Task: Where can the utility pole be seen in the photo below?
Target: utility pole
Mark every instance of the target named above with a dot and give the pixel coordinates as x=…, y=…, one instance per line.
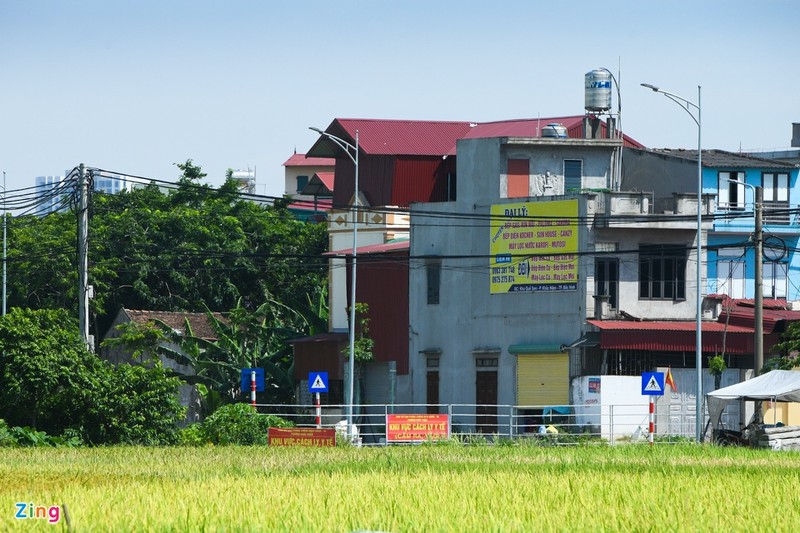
x=758, y=345
x=83, y=257
x=5, y=222
x=758, y=341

+ + + + +

The result should be an exact retyped version of all the entries above, containing no pictures.

Task: Where can the utility pole be seen in the photo below?
Target: utility pole
Mark every instance of the target named above with a dot and give the pixel coordinates as x=…, y=…, one instance per line.
x=758, y=345
x=83, y=257
x=5, y=222
x=758, y=341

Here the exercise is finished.